Images appear in the records below; leave them out and repeat everything else exactly.

— DATA —
↓
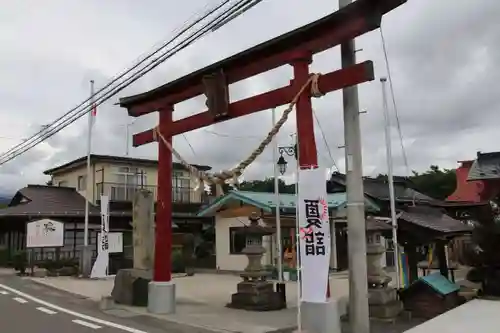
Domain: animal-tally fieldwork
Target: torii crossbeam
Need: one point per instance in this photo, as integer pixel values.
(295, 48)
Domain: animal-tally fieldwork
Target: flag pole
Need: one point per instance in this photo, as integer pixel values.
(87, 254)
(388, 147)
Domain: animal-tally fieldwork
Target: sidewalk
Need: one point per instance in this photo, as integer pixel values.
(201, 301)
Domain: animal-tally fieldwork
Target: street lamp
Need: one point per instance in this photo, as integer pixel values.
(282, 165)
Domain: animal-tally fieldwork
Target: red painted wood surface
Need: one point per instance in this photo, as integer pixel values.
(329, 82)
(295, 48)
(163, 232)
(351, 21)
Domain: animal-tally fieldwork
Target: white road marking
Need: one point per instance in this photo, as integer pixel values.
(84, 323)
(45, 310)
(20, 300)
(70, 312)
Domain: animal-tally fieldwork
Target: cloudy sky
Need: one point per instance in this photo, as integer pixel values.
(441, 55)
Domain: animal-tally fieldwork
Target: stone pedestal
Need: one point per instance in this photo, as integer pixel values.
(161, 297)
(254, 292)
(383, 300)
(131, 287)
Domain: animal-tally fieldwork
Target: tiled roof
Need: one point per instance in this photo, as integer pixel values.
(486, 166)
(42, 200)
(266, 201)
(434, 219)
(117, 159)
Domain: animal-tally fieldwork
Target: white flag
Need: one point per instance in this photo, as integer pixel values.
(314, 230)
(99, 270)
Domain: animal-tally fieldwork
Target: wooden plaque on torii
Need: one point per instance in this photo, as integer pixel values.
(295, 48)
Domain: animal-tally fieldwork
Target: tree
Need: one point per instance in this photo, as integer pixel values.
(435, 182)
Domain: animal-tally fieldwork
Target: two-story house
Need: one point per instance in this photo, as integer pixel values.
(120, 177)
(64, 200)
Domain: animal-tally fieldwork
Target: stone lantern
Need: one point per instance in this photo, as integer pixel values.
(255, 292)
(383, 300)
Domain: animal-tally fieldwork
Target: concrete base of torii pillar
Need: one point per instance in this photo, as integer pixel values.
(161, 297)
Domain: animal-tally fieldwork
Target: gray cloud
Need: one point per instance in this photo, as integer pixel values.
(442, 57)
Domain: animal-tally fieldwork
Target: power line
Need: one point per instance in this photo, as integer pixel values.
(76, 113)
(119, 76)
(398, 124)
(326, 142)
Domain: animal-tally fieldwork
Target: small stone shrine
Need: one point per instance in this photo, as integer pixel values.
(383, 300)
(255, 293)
↑
— EXERCISE SOLUTION —
Domain: animal-tally fieldwork
Target: torii crossbeam
Need: one point per instance in this photo, as integer pixel values.
(295, 48)
Domain: animal-tally fieldwork
Target: flag pole
Need: one point per instance in this photo, as integer pixel values.
(87, 254)
(388, 147)
Domain: animal-tally fieldwork
Target: sidewalk
Need: one point per instance in this photo, as integer pixel values.
(201, 301)
Domain: animal-tally fieldwork
Target: street lamp
Need: one point per instance in this photo, as integer pixel values.
(282, 165)
Domain: animal-tally fieldwork
Target: red painted wood surface
Need: one point per instance in this photo, as integer pixel values.
(329, 82)
(295, 48)
(163, 232)
(351, 21)
Domain: animal-tally fieldwork
Target: white road marking
Need: one point per instance in this photo, as integer pixel values.
(84, 323)
(45, 310)
(20, 300)
(70, 312)
Domain: animal-tally fieldwork
Target: cloudy sky
Need: one point per instance in this photo, as integer pixel values.
(441, 55)
Domain: animal-tally fieldwork
Target: stone pedestal
Need: one point per instance in this photo, as integer pixel values.
(161, 297)
(254, 292)
(383, 300)
(131, 287)
Domain: animal-tally fieldwork
Target: tiled roof
Need: one point per instance in this photo, as integer pixel values.
(486, 166)
(42, 200)
(266, 201)
(434, 219)
(117, 159)
Domain: animal-tally fieldwork
Target: white flag
Need: one point per instance in this photo, as integer pixel values.
(314, 230)
(99, 270)
Domain: animal-tally fieldwork
Target: wooden plaque on torii
Need: one point per instance in this photo, as integer pixel values.
(295, 48)
Domain: animal-tally fieldwork
Target: tree
Need: one point per instance in this photo, as integer pixel values.
(435, 182)
Domain: animal-tally fieldwork
Target: two-story house
Need: one point per instance in this photo, as integer pixel values.
(120, 177)
(64, 200)
Domain: animal-tally fieldwork
Target: stone lantern
Need: one point per instance in this photo, as integer pixel values.
(255, 292)
(383, 300)
Domain: animal-tally fieldwork
Target: concrete base of torii pillar
Need: one point per instance in this photo, as integer pixel values.
(161, 297)
Domain: animal-tally fieldwork
Target: gray cloud
Need: one point per instance in this photo, as integer pixel values.
(442, 57)
Domain: animal-tally fieldwork
Target: power line
Need: one point per instance in this photo, as integer pixel values.
(76, 113)
(119, 76)
(398, 124)
(326, 142)
Domain: animal-tally fieldwork
Target: small stone shrine
Need: one point per instance in this photo, as integer pixel values.
(383, 300)
(255, 293)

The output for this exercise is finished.